### SELECTED PASSAGE
The aim of the device is to achieve direct and supervised complete closure of the Port Site wound. The following advantages will be procured simultaneously: 1. Preservation of the initial shape of the wound channel. 2. Preservation of the stable layer structure of the Port Site wound during the suturing. 3. Precise, supervised, semi-automatic insertion of the thread-guiding members.

Description

Field of the Invention

The present invention relates to the field of medicine and veterinary medicine and, more particularly, to devices for wound suturing and hemostasis in endoscopic, mainly, laparoscopic and thoracoscopic, operations. The invention may as well be used for suturing wounds of any etiology similar to those formed during the endoscopic operations.

State of the Art

As it is known, an endoscopic operation comprises the following steps:

- insertion of a port through the abdominal or the thoracic wall, into the abdominal or the thoracic cavity, respectively, with a wound, or wound channel, formed as a result,

- introduction of a surgical or a diagnostic instrument into the abdominal or the thoracic cavity through the port channel,

- performing the operation or the diagnostic procedure with the help of the said instrument,

- removing the instrument,

- removing the port,

- suturing the wound in the abdominal or the thoracic wall.

It should be mentioned that once the port is removed the wound becomes an unstable layer structure and the wound channel changes its shape.

At present, two principles of wound suturing upon the removal of the port are known. According to one of them, the wound is sutured manually with the help of surgical thread-guiding members, for example clamp needles, and without any special devices. This method is highly traumatizing and labor-consuming as the selection of the right directions of the thread- guiding member inserted through the abdominal or the thoracic wall into the pre-specified points of the body requires quite a considerable amount of time.

### COMPLETE THE FOLLOWING
**a.** Please copy the part of the suturing device text between "- suturing the" and "amount of time.", inclusive.
**b.** Answer these questions using the suturing device text, one answer per line:
(i) To which two fields does the invention relate?
(ii) What happens to the wound channel once the port is removed?
(iii) What example of a surgical thread-guiding member is given for manual suturing?

[Data excerpts]

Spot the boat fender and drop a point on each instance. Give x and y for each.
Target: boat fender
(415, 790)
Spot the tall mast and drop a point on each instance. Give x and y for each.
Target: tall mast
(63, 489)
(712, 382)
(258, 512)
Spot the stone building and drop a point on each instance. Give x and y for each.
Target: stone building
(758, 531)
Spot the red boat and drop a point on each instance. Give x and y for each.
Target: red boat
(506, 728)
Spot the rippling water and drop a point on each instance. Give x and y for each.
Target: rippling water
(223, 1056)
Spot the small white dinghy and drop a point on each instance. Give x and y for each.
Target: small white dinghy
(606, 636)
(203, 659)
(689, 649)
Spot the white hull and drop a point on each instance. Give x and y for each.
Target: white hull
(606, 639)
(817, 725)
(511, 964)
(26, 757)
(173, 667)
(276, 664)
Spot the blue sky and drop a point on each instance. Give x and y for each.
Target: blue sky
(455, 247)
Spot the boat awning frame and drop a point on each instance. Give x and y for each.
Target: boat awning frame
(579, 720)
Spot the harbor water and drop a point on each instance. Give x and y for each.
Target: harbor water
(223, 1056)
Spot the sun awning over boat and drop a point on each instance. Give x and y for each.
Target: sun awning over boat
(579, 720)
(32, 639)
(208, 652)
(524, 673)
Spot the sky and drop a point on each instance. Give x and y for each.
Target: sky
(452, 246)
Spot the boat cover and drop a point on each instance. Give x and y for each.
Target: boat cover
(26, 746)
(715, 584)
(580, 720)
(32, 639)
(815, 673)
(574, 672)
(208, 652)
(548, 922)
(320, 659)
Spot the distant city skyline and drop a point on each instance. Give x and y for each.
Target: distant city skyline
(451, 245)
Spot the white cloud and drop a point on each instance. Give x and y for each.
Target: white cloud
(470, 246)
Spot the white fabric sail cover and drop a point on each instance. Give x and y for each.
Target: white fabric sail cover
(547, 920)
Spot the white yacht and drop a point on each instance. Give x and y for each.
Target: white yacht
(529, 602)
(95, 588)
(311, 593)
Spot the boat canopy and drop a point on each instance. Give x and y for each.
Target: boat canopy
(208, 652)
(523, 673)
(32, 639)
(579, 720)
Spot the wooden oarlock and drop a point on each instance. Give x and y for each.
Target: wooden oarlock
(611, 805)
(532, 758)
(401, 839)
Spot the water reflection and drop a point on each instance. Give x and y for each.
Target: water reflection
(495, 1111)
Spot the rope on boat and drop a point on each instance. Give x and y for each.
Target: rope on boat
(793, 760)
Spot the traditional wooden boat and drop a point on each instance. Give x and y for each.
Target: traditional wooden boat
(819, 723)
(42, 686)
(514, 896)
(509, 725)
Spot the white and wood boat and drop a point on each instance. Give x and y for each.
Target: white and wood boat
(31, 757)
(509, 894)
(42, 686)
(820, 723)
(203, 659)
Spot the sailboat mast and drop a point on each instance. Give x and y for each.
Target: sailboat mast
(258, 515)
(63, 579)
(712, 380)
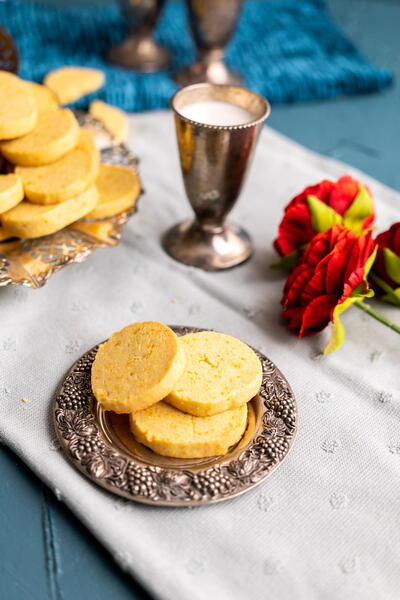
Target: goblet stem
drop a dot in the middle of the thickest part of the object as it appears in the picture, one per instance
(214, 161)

* * *

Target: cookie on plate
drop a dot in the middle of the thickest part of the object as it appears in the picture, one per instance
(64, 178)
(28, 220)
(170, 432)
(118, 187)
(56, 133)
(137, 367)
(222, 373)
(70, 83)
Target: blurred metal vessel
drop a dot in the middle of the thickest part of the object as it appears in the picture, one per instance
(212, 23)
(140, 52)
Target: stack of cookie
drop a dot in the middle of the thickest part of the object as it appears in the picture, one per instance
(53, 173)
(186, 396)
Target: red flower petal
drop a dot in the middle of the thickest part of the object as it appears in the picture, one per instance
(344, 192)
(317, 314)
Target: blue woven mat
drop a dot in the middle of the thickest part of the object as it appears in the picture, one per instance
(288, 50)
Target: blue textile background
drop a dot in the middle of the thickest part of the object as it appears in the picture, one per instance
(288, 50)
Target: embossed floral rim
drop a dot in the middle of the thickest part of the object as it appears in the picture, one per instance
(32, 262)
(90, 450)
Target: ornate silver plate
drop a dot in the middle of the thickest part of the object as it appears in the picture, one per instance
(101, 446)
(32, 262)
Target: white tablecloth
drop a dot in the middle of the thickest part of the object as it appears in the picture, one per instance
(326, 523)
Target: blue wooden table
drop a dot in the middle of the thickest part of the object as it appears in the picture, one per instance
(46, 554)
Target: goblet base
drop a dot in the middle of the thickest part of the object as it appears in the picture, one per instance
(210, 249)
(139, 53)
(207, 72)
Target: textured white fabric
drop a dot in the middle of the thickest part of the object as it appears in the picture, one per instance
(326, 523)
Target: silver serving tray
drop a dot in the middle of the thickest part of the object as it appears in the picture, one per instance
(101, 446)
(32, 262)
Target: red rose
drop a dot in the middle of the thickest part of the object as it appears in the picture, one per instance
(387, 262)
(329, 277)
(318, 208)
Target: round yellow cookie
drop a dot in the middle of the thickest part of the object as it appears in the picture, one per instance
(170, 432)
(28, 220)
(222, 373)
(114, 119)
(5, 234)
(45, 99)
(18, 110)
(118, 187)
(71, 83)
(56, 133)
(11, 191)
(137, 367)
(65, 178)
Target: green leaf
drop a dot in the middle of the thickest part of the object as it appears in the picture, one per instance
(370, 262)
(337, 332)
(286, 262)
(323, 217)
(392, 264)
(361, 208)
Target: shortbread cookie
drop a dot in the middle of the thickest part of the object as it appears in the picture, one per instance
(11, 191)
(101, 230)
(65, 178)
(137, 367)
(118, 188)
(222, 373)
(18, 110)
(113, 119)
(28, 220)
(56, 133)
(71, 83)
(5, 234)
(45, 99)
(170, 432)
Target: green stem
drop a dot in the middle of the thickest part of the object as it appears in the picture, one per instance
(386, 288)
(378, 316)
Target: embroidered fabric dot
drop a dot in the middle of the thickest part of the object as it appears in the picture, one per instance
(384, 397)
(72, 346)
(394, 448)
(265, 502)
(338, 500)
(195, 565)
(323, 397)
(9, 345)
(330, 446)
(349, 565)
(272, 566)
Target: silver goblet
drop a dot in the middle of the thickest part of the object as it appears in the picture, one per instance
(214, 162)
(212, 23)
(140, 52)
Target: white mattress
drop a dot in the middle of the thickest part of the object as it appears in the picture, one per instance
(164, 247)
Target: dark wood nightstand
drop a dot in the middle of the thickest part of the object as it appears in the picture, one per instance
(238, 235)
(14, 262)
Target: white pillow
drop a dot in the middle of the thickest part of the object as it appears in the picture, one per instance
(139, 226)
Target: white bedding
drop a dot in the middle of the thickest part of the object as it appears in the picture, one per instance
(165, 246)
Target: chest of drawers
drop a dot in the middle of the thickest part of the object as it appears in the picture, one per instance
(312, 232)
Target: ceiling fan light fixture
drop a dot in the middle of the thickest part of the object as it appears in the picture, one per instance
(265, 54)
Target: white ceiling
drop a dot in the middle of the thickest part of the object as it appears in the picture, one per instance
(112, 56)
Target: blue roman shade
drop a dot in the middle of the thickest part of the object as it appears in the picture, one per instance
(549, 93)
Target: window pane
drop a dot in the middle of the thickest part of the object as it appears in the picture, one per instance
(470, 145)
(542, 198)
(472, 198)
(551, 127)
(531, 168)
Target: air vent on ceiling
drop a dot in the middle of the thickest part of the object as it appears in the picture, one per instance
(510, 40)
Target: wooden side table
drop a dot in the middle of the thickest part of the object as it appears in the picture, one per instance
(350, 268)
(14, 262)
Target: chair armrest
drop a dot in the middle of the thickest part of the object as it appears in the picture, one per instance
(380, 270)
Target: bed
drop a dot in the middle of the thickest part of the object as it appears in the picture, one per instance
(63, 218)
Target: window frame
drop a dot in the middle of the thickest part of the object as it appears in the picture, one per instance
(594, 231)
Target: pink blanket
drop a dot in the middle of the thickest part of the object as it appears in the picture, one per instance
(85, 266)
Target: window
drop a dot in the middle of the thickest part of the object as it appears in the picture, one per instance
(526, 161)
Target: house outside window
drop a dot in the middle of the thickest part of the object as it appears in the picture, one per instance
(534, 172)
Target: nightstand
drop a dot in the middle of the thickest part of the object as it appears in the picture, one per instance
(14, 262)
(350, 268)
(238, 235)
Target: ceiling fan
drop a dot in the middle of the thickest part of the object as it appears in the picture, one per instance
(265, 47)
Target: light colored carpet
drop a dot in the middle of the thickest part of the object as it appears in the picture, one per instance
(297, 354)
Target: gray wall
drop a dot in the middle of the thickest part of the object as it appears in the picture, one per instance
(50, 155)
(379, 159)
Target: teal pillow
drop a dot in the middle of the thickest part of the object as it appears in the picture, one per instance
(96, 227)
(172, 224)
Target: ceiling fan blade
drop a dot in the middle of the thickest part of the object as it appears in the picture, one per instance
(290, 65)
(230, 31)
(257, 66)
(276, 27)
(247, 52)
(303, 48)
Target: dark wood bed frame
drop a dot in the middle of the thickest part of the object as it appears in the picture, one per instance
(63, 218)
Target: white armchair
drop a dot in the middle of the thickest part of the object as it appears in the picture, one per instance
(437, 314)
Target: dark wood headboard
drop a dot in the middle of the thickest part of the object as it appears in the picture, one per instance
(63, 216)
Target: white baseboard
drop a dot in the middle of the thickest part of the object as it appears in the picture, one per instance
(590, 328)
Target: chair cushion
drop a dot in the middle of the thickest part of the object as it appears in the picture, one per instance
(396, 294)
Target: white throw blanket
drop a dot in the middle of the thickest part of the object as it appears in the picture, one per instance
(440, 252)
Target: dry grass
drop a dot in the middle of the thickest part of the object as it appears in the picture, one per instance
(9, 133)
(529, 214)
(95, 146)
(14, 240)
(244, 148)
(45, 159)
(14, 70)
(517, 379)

...

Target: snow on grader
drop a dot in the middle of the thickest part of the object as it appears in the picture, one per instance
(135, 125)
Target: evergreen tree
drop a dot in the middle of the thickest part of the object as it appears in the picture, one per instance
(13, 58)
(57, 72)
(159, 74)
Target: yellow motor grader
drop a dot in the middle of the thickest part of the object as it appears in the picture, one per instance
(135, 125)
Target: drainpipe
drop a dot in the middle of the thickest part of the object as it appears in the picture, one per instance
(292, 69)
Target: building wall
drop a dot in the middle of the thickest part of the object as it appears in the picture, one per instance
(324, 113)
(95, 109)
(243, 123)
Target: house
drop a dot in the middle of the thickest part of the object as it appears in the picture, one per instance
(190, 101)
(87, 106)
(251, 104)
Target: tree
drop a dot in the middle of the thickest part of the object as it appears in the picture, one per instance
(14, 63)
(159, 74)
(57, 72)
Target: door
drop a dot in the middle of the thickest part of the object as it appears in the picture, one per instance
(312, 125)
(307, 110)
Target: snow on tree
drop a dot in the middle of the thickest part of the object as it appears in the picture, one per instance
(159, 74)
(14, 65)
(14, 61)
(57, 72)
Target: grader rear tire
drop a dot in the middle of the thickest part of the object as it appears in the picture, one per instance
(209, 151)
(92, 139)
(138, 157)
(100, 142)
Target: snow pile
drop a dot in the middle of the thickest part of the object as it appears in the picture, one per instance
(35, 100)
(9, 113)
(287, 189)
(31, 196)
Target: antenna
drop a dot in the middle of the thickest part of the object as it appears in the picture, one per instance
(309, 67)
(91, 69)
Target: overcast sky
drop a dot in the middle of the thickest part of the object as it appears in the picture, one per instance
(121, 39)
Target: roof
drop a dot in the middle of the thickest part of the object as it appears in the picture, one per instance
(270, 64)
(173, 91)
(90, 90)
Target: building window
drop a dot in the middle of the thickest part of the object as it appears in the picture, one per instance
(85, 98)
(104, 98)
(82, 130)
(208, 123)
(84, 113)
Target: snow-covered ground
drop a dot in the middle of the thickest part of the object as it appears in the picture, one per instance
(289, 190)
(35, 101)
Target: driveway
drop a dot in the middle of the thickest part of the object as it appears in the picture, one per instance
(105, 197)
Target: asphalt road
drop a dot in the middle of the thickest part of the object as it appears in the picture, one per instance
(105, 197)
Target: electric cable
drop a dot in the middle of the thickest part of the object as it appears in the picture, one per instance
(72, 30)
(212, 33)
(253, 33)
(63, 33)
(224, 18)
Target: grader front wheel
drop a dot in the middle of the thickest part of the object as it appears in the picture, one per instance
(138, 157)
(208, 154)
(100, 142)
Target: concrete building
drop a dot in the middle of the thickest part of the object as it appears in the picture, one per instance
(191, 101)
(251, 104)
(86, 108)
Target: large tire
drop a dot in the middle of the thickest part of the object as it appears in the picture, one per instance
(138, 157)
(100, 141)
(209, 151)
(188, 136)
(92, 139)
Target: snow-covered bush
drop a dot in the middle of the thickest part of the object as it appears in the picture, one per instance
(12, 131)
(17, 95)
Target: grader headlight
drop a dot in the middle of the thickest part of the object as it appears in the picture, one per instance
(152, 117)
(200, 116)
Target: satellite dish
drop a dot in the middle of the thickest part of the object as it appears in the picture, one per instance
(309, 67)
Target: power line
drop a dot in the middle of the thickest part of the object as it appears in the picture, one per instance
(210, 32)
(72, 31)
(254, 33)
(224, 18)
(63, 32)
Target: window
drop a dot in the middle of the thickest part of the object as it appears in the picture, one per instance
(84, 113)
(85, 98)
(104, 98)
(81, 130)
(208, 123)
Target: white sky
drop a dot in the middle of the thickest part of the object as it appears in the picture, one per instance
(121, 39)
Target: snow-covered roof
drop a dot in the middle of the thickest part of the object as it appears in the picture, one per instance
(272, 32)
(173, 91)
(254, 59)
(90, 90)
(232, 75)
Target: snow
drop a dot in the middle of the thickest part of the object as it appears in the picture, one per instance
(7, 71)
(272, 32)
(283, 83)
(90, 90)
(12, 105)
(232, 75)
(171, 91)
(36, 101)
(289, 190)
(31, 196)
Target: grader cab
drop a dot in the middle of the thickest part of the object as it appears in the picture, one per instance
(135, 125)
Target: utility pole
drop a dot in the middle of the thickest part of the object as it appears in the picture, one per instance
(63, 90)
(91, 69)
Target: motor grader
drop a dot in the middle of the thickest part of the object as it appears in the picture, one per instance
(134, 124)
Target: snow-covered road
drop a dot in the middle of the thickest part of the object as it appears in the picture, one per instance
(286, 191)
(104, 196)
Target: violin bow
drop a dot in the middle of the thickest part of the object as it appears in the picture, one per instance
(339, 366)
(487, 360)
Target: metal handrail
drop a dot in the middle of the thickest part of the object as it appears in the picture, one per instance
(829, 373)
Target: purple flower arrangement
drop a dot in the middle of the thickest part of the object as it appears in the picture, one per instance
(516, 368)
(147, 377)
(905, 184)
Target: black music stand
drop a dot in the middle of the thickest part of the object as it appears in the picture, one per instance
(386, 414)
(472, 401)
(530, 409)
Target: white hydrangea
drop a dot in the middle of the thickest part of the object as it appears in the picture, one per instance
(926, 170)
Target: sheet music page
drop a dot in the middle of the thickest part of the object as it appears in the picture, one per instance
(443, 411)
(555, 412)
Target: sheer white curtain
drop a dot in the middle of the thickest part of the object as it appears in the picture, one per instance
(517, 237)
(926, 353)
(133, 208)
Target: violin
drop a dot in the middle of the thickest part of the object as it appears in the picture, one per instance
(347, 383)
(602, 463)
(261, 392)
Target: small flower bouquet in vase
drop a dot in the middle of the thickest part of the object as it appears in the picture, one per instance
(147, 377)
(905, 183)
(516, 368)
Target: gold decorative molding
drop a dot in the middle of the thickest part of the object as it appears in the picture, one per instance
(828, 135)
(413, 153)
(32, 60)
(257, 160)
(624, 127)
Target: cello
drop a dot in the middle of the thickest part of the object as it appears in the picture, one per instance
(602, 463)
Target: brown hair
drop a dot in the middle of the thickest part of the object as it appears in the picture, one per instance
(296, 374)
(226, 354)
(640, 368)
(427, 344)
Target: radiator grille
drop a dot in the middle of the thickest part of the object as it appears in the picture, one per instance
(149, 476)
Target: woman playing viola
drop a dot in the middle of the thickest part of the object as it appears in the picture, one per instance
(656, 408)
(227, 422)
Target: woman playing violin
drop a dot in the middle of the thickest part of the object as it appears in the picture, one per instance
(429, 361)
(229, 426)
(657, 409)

### ANSWERS TO THE EXERCISES
**a.**
- suturing the wound in the abdominal or the thoracic wall.

It should be mentioned that once the port is removed the wound becomes an unstable layer structure and the wound channel changes its shape.

At present, two principles of wound suturing upon the removal of the port are known. According to one of them, the wound is sutured manually with the help of surgical thread-guiding members, for example clamp needles, and without any special devices. This method is highly traumatizing and labor-consuming as the selection of the right directions of the thread- guiding member inserted through the abdominal or the thoracic wall into the pre-specified points of the body requires quite a considerable amount of time.

**b.**
(i) Medicine and veterinary medicine.
(ii) It changes its shape.
(iii) Clamp needles.